— Document text —
★ ★ ★ ★
Kehtetu alates 12.09.2012
ISO 13571:2007 is only one of many tools available for use in fire safety engineering. It is intended to be used in conjunction with models for analysis of the initiation and development of fire, fire spread, smoke formation and movement, chemical species generation, transport and decay and people movement, as well as fire detection and suppression. ISO 13571:2007 is to be used only within this context.
ISO 13571:2007 is intended to address the consequences of human exposure to the life threat components of fire as occupants move through an enclosed structure. The time-dependent concentrations of fire effluents and the thermal environment of a fire are determined by the rate of fire growth, the yields of the various fire gases produced from the involved fuels, the decay characteristics of those fire gases and the ventilation pattern within the structure. Once these are determined, the methodology presented in ISO 13571:2007 can be used for the estimation of the available escape time.
★ ★ ★ ★
— Activity —
Rewrite the passage of the ISO 13571:2007 description between "ISO 13571:2007 is intended" and "available escape time.", inclusive, changing "fire gases" to "combustion gases" wherever it occurs.

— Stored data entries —
★ ★ ★ ★
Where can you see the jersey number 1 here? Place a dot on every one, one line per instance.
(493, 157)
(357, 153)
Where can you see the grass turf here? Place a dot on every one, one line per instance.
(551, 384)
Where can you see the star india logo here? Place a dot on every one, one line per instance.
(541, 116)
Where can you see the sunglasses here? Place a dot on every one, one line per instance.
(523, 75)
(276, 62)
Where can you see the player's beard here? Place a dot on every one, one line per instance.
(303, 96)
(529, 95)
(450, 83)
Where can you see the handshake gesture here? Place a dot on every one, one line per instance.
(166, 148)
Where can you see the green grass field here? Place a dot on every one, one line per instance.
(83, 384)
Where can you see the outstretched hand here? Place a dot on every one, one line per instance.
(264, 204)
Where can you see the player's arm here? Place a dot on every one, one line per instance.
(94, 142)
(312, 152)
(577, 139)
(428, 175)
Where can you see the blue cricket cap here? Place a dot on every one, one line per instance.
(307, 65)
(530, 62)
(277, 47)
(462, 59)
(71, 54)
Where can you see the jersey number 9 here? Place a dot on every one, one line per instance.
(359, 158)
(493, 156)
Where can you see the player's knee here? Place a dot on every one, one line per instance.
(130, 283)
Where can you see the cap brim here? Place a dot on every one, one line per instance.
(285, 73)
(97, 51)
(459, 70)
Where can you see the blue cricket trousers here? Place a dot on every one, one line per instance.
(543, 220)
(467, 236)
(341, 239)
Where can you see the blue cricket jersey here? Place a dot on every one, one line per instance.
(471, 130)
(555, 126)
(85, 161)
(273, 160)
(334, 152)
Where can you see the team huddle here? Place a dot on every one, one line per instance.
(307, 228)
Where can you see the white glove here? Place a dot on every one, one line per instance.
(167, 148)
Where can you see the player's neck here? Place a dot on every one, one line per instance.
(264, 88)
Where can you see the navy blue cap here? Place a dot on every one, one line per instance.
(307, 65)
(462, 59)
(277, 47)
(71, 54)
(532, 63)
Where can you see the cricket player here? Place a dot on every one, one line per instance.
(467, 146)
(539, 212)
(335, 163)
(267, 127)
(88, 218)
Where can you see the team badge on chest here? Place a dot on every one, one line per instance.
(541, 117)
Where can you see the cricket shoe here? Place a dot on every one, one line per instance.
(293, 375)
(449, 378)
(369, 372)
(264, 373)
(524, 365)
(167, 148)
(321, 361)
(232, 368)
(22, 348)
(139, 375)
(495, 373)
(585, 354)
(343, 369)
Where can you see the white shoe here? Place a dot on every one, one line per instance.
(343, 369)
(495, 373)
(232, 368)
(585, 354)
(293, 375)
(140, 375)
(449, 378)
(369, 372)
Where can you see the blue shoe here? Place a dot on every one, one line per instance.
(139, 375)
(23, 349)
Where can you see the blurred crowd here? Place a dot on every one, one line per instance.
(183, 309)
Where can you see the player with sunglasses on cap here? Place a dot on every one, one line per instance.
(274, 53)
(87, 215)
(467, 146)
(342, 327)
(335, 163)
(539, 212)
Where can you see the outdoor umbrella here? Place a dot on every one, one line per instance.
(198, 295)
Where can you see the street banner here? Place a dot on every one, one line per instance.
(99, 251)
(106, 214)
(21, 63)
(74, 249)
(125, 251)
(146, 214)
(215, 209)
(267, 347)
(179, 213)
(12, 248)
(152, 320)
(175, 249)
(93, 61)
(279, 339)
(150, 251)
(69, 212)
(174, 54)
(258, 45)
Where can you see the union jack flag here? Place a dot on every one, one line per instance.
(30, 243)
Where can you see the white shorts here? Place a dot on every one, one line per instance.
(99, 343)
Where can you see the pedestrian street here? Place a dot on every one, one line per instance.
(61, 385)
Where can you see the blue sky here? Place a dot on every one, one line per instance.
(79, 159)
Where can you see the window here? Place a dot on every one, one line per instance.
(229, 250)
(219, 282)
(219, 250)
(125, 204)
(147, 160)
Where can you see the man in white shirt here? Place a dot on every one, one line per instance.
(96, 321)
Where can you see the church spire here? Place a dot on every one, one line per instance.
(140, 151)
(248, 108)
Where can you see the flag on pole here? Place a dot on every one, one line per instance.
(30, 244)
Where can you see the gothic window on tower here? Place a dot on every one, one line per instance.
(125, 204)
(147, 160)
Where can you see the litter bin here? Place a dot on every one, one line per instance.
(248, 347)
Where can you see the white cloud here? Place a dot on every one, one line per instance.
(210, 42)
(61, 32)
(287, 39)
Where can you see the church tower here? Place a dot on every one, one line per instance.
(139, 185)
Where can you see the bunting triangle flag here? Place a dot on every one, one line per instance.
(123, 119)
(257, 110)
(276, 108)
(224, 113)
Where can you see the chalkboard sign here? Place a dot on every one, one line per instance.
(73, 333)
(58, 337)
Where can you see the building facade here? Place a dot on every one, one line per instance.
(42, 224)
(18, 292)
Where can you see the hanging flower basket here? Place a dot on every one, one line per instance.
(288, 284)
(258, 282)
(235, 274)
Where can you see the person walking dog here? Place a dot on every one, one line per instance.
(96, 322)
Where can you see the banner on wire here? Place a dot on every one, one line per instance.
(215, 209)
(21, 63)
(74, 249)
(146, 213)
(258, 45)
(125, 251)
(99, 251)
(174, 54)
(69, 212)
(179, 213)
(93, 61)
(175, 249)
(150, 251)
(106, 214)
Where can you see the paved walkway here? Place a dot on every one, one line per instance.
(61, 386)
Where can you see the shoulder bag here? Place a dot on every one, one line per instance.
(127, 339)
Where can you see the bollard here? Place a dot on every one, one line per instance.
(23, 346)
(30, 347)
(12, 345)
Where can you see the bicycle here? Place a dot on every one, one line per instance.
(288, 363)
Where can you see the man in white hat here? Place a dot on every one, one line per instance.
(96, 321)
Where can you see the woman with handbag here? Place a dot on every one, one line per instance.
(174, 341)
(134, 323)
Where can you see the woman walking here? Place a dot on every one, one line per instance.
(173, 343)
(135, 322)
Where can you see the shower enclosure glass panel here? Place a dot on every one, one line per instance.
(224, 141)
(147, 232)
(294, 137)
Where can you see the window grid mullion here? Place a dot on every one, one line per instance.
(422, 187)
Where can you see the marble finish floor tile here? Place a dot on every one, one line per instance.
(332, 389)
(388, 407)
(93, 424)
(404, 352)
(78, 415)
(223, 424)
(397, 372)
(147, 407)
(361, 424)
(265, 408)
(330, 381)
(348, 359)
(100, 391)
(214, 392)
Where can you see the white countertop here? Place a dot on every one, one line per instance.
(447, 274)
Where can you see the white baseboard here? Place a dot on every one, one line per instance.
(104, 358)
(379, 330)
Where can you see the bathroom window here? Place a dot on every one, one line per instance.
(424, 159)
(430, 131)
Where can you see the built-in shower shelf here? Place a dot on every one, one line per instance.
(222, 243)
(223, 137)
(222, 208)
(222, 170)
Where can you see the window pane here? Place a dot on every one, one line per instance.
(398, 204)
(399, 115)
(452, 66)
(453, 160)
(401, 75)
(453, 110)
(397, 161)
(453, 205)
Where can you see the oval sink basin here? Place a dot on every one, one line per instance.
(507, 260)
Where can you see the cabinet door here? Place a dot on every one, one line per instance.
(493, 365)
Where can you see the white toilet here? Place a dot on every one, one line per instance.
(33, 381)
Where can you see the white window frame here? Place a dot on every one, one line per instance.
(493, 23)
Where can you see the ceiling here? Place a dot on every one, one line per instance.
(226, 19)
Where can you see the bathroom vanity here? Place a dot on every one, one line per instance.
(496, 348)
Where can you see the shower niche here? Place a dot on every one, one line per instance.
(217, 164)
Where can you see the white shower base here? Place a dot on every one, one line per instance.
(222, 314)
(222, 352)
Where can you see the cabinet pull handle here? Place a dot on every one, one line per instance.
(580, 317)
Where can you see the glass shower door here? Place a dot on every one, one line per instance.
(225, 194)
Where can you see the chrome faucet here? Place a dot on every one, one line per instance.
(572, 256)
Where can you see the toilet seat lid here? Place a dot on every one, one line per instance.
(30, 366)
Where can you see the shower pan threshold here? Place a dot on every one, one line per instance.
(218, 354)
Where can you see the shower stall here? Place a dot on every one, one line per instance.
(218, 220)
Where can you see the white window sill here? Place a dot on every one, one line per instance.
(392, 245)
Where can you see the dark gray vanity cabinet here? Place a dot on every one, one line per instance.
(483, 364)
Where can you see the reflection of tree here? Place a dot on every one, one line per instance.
★ ★ ★ ★
— Response —
ISO 13571:2007 is intended to address the consequences of human exposure to the life threat components of fire as occupants move through an enclosed structure. The time-dependent concentrations of fire effluents and the thermal environment of a fire are determined by the rate of fire growth, the yields of the various combustion gases produced from the involved fuels, the decay characteristics of those combustion gases and the ventilation pattern within the structure. Once these are determined, the methodology presented in ISO 13571:2007 can be used for the estimation of the available escape time.